**WORK TASK**
Among the following entries, count the lines that contain "pagoda" and report only the result.

**DATASET CONTENT**

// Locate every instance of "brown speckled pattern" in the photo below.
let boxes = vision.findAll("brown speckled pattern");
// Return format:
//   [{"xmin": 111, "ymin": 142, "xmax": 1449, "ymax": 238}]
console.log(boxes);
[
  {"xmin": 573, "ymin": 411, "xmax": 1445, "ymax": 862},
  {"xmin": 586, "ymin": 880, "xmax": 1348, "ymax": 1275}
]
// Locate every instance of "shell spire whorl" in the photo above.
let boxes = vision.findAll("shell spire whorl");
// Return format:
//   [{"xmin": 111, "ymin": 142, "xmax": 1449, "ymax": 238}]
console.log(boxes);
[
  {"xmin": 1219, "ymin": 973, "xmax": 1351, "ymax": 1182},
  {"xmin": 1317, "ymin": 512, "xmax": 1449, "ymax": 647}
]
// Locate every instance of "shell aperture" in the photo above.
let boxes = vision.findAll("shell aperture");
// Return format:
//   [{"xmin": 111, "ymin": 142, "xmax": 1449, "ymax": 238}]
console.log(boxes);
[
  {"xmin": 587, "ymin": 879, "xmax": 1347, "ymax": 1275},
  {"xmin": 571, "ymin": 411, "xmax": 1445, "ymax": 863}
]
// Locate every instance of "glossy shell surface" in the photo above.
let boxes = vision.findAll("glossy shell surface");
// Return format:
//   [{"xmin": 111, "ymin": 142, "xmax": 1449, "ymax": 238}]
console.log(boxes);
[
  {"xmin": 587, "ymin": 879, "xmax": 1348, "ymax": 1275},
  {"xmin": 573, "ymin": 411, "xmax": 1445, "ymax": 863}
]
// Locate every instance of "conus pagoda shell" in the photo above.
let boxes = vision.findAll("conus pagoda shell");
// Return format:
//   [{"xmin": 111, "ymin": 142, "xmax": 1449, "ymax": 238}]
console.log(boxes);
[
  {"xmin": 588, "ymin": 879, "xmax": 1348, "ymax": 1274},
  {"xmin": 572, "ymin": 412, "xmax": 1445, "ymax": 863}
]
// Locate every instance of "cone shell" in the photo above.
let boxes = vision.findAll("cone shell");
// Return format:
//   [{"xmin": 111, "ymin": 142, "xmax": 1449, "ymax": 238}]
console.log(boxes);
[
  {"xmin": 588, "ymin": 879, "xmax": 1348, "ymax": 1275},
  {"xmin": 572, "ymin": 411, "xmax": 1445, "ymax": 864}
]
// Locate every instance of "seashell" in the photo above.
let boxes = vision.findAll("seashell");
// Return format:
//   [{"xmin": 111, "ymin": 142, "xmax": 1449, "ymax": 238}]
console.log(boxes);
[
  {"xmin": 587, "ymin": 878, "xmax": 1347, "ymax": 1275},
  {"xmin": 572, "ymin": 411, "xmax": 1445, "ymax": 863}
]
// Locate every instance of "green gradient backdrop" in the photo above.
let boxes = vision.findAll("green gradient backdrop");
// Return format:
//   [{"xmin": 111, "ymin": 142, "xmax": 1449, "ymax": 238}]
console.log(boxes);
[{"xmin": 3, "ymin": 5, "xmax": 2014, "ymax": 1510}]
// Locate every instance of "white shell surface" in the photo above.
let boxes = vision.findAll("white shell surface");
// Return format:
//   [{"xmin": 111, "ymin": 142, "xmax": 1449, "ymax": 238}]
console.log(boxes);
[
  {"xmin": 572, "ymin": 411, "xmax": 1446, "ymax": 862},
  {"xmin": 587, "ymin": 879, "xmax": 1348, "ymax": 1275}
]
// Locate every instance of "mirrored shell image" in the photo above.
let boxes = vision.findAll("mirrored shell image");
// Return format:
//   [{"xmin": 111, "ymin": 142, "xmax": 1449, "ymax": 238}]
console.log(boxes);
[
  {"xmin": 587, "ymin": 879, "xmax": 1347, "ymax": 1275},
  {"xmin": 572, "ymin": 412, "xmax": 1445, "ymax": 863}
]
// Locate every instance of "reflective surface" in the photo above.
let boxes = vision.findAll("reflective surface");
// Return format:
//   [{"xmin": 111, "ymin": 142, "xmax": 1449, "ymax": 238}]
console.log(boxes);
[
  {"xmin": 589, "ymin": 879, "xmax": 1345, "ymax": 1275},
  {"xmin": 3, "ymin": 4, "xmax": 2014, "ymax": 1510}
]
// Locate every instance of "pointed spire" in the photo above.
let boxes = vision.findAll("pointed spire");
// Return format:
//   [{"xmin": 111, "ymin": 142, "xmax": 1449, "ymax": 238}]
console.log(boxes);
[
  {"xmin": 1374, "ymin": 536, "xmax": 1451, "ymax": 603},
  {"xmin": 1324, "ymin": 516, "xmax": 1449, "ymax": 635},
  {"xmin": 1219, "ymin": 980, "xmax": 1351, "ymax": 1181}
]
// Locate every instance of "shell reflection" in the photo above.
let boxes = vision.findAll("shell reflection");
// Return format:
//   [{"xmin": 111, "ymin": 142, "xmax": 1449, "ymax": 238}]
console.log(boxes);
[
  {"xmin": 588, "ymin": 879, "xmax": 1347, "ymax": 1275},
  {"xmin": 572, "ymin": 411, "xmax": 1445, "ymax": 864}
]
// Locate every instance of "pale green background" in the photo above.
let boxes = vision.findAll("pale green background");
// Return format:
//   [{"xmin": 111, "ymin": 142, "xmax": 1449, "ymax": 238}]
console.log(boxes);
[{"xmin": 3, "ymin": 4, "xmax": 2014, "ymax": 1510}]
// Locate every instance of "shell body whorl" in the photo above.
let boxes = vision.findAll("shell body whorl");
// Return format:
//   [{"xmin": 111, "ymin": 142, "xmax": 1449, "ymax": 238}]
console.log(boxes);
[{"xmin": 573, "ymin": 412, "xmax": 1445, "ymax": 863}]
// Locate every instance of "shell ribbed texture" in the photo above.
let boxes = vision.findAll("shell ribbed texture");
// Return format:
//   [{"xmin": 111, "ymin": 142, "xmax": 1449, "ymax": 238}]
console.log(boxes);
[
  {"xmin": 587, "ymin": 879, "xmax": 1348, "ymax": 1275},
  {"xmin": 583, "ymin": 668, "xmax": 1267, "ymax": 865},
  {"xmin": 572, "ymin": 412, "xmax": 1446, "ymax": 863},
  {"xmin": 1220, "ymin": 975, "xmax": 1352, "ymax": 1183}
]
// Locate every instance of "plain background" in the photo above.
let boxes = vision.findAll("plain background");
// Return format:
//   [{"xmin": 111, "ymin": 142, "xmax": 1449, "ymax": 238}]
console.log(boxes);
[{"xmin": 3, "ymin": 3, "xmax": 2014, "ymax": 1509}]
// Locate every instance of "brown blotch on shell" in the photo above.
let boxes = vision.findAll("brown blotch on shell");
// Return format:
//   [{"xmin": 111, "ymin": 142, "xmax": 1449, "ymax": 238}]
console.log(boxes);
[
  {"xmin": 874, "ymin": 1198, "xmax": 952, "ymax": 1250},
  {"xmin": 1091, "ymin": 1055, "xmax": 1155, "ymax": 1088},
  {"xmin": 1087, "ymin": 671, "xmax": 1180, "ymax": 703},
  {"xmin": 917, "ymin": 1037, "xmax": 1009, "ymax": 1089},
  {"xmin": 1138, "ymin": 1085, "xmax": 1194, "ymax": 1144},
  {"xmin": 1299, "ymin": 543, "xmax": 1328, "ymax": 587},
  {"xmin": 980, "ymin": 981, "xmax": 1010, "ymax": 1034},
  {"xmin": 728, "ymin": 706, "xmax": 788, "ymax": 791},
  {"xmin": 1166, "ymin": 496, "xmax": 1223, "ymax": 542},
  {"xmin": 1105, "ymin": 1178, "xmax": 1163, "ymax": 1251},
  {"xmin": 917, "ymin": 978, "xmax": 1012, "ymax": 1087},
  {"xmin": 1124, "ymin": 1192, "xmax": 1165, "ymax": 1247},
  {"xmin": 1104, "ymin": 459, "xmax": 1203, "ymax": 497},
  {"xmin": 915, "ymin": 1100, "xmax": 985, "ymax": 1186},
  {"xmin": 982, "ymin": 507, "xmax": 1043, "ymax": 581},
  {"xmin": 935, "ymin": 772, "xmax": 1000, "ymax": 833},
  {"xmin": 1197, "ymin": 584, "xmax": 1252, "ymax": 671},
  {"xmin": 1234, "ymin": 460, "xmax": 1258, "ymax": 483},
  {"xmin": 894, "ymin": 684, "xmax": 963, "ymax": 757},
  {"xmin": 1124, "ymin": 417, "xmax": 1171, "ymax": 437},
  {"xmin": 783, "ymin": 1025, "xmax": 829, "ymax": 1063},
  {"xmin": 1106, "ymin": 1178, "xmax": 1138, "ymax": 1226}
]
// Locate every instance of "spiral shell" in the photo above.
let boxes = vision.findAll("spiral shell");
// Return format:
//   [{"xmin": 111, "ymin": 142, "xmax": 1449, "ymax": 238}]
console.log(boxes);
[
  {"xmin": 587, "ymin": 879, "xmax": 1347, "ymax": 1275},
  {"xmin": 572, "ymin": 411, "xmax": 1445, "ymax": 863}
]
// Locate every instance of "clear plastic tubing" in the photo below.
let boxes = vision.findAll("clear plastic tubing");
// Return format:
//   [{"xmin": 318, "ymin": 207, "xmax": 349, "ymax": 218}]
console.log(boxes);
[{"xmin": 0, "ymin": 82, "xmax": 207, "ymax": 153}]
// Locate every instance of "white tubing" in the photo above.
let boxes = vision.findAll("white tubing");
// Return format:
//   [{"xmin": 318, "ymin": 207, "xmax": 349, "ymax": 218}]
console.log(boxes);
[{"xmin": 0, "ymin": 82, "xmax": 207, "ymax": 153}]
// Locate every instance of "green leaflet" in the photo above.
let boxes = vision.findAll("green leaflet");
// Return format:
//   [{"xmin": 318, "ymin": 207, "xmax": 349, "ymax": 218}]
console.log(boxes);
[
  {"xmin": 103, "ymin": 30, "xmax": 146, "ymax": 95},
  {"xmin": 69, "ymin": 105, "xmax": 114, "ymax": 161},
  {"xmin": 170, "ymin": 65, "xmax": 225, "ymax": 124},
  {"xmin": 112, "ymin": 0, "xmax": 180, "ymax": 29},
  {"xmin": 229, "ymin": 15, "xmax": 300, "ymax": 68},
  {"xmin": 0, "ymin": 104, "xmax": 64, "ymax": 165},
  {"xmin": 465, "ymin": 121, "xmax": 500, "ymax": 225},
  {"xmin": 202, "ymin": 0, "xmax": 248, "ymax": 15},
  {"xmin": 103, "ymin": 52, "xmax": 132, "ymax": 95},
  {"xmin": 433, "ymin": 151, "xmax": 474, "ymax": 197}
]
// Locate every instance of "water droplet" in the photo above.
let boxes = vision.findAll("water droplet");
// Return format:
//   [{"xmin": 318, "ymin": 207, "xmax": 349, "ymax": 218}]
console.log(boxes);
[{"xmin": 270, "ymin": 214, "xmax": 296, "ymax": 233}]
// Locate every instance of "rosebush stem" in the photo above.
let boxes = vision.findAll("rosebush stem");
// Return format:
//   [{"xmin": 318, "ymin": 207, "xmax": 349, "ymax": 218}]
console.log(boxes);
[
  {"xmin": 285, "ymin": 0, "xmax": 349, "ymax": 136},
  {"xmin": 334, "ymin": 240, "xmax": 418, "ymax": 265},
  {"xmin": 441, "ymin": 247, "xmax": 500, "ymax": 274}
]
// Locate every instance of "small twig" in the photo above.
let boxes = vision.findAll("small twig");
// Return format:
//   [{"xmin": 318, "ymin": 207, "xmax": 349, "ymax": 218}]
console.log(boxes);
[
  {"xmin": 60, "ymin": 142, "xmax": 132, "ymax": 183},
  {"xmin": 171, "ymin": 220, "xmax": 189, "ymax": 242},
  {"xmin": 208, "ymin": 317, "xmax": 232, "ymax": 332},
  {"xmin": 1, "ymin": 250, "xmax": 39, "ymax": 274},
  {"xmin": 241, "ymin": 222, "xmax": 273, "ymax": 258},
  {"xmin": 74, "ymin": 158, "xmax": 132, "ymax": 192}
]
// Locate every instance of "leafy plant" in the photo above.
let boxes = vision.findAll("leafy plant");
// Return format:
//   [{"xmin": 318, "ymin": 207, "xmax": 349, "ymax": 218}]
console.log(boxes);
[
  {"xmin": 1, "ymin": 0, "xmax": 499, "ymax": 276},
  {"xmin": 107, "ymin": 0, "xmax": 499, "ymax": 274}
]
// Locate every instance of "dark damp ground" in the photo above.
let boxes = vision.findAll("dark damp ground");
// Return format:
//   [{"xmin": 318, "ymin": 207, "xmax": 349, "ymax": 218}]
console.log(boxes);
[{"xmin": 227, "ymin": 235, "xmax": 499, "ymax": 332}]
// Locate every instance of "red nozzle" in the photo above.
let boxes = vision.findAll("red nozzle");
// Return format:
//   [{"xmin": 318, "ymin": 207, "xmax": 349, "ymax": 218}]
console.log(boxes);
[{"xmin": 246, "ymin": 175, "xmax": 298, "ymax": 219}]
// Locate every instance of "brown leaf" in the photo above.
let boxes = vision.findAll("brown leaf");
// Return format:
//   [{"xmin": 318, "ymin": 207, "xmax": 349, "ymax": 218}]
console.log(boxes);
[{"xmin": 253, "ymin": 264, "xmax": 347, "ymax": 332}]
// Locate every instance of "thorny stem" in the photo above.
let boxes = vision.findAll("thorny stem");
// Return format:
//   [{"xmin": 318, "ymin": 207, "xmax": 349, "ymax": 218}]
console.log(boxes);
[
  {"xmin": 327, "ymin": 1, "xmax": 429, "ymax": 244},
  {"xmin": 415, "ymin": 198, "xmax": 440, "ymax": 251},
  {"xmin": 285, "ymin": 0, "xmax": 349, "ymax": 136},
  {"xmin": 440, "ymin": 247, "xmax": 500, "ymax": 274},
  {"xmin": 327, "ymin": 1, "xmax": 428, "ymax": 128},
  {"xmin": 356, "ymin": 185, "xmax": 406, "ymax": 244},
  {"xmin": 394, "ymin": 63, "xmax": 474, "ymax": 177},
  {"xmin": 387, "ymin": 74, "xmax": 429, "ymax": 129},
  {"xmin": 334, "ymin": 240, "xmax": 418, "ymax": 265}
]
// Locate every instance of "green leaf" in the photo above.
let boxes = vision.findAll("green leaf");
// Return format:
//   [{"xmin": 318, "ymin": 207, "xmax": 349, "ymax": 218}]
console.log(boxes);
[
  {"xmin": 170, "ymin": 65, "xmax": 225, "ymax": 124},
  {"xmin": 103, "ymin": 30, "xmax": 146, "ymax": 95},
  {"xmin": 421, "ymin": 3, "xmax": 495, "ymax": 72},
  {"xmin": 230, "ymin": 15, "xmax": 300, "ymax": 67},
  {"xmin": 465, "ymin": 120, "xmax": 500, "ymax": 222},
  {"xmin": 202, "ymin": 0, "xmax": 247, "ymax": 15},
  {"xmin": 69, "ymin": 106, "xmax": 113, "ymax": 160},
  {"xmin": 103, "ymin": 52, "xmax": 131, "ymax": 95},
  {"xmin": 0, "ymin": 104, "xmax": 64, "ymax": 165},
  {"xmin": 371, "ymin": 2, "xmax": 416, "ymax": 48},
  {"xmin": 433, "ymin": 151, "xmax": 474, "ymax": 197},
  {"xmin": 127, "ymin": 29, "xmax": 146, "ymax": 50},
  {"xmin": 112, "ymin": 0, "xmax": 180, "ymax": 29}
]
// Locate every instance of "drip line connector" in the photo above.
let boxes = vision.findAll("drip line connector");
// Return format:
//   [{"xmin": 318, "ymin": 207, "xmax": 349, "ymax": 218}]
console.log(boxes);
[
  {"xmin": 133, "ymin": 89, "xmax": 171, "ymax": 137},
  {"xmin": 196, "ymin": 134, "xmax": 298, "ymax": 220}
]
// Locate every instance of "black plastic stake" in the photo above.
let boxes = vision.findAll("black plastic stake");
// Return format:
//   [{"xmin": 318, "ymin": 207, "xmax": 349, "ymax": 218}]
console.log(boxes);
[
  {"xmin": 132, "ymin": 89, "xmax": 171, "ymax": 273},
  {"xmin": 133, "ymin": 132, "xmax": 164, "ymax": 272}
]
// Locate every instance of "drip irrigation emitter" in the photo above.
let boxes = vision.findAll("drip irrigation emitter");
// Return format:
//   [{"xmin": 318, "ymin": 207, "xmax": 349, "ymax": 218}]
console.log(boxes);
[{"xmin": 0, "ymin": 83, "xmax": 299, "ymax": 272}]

**SOLVED PROBLEM**
2